Requirements:
Please extend the review of the film Mandy, picking up right after its final sentence.

Page text:
-- begin --
Director Panos Cosmatos has a style I’d compare to Stanley Kubrick, or maybe more like Stanley Kubrick meets Nicolas Winding Refn but on a good day. You can tell he has a ton of Italian slasher and horror influences, most notably Dario Argento.
Even Beyond the Black Rainbow suddenly became a slasher film at the end. So clearly he has those influences that have served him well. I just wish I didn’t have to wait 8 fucking years to see a follow up.
Nicolas Cage plays Red, though I don’t recall his name ever getting used by anyone. But then again, I don’t think I ever heard his girlfriend get mentioned by name either. The only reason I know it is because it’s the title of the damn movie.
Names for this film aren’t all that important. Though as I’m looking at the character names on the film’s IMDB page, I do see one character is listed as Fuck Pig, who I can only assume was the large cenobite looking character that had a whittled down piece of sharp bone he used as a strapon.
It’s 1983, Red and Mandy have cut out a peaceful little life for themselves deep in the mountains. Red is a logger while Mandy works the register at a small convenience store.
It becomes pretty clear from the start that Mandy is a bit strange. She’s clearly had a tough upbringing, clear from the stories she tells and the fact her face is horrifically scarred down the side.
She’s into heavy metal, reads fantasy books and paints to pass the time.
One day while walking to work however, she catches the eye of Jeremiah, an egotistical, self-aggrandizing cult leader of the Children of the New Dawn. In his flock of crazy fucks are his main piece Mother Marlene, his piece on the side Sister Lucy, his right hand man Brother Swan and the degenerate Brother Hanker.
Jeremiah is having a hissy fit because he badly wants Mandy for himself, so he sends Brother Swan to get her for him.
And by get her, he means call on the Black Skulls, these hell spawn, cenobite looking zombie bikers from hell. They’ll do what you say for a payment in blood. Which in this case means sacrificing their new fat and naïve disciple Brother Lewis. We later find out he was given to Fuck Pig, coincidently, we also find out why they call him Fuck Pig.
The Black Skulls show up at Red and Mandy’s place while they are sleeping, knocking Red out and taking Mandy to see Jeremiah. But before she is permitted to see him, she must first get a cocktail of hallucinogens, something the local chemist has cooked up for our little cult. Another reason I was excited to see this film was because Richard Brake made an appearance. Last time I saw him it was in Rob Zombie’s 31. He’s really the best thing about that movie.
In Mandy it’s more of a cameo, much like Bill Duke’s short appearance.
After getting Mandy all nice and high, they introduce her to Jeremiah, who is nice enough to play her a song off his own record album. I mean, what cult leader wouldn’t be complete without their own album?
Even drugged up, Mandy sees through his bullshit, laughing at his terrible song. The humiliation and her constant cackling makes it hard for Jeremiah to get an erection, so instead they decide to burn her alive in front of Red, who has been bound and gagged to a fencepost by razor wire.
He watches helplessly as they hang Mandy upside down in a sleeping bag, dowsing it with kerosene and watching as she burns to death. After the BBQ, the cult packs it in and calls it a night, leaving Red to take in everything that has happened.
-- end --
Entries shown:
-- begin --
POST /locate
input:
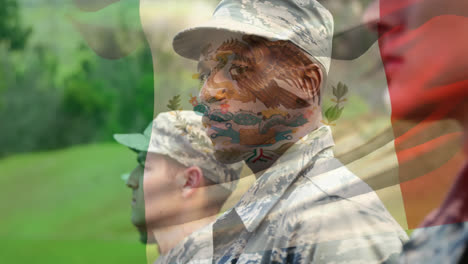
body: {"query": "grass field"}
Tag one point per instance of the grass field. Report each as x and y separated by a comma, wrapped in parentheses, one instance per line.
(68, 206)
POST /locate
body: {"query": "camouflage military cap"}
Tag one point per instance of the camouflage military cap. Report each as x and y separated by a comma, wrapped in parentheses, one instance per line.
(180, 135)
(306, 23)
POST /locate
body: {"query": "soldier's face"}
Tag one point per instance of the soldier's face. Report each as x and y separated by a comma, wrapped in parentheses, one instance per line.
(422, 46)
(254, 93)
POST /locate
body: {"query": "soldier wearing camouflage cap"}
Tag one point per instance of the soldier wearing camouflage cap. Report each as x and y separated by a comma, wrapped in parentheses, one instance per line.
(179, 185)
(263, 65)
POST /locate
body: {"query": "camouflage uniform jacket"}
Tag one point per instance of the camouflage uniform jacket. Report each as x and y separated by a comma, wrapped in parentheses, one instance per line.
(444, 235)
(306, 208)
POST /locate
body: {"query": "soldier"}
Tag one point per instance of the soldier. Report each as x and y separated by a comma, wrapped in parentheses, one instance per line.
(423, 44)
(178, 186)
(263, 65)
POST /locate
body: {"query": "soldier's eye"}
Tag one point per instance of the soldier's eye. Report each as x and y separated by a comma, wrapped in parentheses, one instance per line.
(238, 69)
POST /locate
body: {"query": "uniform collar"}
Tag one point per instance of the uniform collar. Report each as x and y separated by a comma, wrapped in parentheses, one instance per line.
(273, 183)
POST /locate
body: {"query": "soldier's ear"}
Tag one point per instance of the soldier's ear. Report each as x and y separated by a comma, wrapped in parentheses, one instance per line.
(314, 73)
(192, 180)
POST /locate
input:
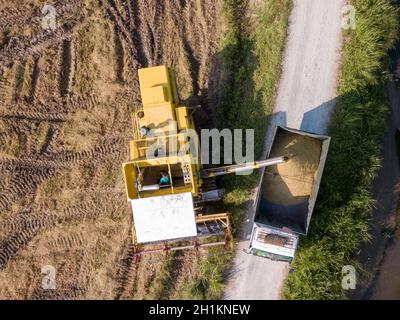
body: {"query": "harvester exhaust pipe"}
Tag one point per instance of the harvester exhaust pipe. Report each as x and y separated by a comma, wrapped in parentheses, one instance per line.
(213, 172)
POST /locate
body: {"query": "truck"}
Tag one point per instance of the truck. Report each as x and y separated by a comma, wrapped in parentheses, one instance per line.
(287, 193)
(177, 211)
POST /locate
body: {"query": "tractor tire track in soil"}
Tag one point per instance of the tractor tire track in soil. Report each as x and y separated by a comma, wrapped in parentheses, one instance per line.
(183, 34)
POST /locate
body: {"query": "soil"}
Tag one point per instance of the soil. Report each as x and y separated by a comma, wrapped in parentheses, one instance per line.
(65, 102)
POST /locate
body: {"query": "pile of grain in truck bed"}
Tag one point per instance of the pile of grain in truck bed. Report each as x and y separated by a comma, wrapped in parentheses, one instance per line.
(291, 183)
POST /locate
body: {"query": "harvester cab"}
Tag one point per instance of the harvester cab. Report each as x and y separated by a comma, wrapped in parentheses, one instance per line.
(162, 177)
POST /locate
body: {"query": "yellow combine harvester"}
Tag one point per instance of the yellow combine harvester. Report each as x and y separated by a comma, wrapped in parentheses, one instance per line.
(164, 186)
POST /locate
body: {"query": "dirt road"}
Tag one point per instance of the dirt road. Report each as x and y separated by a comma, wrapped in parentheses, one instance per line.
(305, 100)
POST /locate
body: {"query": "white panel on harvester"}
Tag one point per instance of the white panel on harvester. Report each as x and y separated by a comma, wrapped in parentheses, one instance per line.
(164, 217)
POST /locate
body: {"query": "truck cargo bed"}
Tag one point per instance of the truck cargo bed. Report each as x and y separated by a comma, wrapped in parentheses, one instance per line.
(288, 191)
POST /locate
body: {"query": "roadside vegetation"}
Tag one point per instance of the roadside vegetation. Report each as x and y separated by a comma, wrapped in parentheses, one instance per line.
(340, 220)
(251, 57)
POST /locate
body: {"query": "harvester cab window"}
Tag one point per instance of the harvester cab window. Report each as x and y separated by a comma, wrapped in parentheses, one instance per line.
(165, 179)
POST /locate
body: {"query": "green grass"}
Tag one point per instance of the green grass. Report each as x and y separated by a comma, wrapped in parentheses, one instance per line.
(251, 55)
(340, 220)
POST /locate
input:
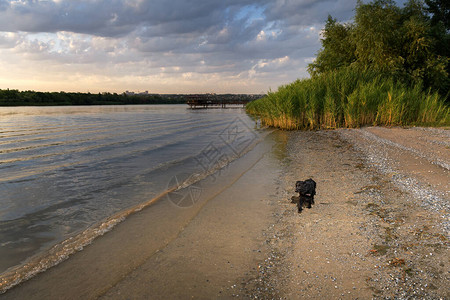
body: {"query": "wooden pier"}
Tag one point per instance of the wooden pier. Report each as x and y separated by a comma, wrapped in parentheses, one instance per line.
(217, 101)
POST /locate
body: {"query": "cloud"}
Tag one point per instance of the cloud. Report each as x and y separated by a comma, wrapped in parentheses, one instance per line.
(160, 45)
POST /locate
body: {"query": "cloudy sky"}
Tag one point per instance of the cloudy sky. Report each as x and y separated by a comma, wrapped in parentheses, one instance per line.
(163, 46)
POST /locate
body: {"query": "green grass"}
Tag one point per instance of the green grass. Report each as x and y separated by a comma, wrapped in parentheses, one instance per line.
(349, 98)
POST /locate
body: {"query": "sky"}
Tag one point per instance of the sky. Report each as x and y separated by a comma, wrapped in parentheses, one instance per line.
(161, 46)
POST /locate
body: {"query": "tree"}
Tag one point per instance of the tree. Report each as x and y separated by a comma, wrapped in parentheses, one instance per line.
(401, 43)
(338, 49)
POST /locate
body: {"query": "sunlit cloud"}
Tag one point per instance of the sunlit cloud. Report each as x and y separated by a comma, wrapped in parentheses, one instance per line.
(178, 46)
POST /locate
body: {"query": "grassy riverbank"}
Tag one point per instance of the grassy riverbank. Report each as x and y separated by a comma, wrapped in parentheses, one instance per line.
(349, 98)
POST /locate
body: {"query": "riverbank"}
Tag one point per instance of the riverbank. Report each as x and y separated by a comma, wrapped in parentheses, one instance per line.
(379, 228)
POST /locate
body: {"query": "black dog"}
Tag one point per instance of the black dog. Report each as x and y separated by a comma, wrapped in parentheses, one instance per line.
(306, 190)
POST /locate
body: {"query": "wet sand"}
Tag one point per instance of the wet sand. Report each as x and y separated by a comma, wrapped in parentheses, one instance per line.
(379, 228)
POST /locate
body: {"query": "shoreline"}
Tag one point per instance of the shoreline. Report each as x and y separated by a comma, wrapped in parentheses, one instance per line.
(379, 228)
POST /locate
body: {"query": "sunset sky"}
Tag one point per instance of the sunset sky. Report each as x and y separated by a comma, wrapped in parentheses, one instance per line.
(161, 46)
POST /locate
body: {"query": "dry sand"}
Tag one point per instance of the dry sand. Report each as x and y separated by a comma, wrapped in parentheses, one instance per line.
(379, 228)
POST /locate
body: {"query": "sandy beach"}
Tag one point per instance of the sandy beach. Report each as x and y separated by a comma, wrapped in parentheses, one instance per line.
(379, 228)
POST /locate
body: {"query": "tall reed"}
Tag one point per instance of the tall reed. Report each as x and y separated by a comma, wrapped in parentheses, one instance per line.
(349, 98)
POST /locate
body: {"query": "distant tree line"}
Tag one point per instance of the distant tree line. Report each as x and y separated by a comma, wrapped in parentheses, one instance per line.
(410, 44)
(17, 98)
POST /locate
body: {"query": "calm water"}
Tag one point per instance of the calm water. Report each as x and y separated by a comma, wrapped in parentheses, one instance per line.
(64, 169)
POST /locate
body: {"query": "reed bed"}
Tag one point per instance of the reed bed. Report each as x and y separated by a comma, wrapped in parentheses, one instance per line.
(349, 98)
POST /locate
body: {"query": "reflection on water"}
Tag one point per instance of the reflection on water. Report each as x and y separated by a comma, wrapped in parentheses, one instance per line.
(63, 169)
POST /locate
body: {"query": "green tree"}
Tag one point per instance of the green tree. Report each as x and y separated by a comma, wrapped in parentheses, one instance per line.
(338, 49)
(405, 44)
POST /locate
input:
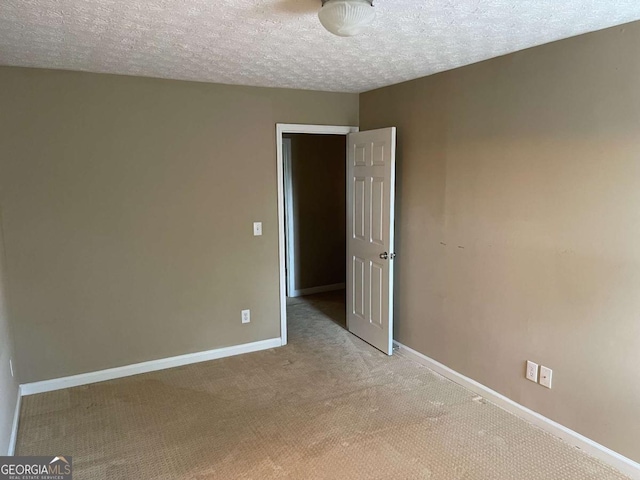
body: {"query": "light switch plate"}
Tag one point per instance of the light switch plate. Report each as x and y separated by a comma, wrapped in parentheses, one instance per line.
(545, 376)
(532, 371)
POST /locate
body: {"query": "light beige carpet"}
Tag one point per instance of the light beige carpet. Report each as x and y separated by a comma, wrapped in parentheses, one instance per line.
(327, 406)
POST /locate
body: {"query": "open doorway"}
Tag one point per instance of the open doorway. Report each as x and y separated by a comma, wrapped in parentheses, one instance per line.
(370, 197)
(312, 190)
(315, 224)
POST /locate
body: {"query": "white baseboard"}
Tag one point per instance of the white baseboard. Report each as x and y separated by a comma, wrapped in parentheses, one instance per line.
(616, 460)
(14, 427)
(144, 367)
(321, 289)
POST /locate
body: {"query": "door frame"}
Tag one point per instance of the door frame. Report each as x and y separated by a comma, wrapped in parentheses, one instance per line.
(282, 128)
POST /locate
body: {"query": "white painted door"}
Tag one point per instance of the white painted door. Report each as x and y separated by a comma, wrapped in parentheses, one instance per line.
(370, 221)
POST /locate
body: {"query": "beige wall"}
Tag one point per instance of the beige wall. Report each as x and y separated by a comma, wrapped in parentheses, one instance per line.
(519, 224)
(318, 168)
(128, 210)
(8, 384)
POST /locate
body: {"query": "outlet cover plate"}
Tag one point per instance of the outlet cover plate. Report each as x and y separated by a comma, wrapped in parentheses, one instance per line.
(545, 376)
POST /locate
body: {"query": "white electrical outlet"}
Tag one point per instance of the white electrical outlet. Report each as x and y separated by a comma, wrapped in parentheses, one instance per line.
(545, 376)
(532, 371)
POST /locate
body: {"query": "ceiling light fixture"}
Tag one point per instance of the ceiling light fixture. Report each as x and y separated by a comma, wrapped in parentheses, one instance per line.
(346, 18)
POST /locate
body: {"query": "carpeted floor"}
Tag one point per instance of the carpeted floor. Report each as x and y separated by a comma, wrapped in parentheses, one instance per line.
(327, 406)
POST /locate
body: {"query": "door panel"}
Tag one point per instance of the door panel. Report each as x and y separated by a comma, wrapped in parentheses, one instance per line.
(370, 223)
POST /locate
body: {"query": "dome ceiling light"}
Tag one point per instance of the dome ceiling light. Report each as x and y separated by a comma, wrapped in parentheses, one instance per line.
(346, 18)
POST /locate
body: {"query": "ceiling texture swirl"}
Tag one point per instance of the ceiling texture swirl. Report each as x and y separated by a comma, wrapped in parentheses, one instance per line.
(280, 43)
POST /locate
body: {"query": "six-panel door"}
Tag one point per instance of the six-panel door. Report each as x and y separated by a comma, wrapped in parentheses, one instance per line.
(370, 242)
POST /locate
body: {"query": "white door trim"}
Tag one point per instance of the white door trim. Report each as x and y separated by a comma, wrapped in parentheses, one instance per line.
(288, 224)
(282, 128)
(590, 447)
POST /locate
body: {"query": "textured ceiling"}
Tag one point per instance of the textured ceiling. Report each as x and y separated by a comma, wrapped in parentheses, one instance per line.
(280, 43)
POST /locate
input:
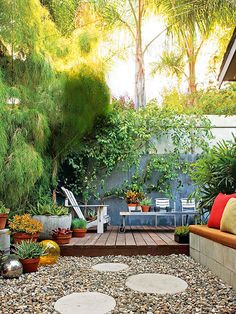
-- end --
Answer:
I particularly enjoyed the scene right after when Red stumbles back inside, after watching his girlfriend turn to literal ash, he sees a commercial on tv advertising for Cheddar Goblin, the box mac and cheese that goblins puke. It’s one of those moments that you sometimes find yourself faced with. Sure, you just witness this horrific thing but then you’re hit with something that unexpectedly makes you laugh. Like when I was at my grandfather’s funeral but my little brother kept doing funny baby shit. You know this isn’t the time to start laughing but here it is making you laugh at the most inappropriate time ever.
The title sequence doesn’t kick in until an hour into things, letting you know things are about to kick off.
Red goes to visit his buddy Caruthers played by Bill Duke. I do find it weird that this film came out the same time a new Predator film got released. His character Mac from the original I thought always had the best line. “I’m gonna have me some fun”.
Red came to pick up his crossbow. You’d think living out in the wilderness like this you’d have a shotgun or something just laying around. But we’ve seen shotguns done to death by now. Red needs something more personal to take these guys out with. Which introduces us to his giant ass battle axe. Aside from logger, I guess Red is also into smithing as he creates this badass weapon of destruction and heavy metal, figuratively and literally.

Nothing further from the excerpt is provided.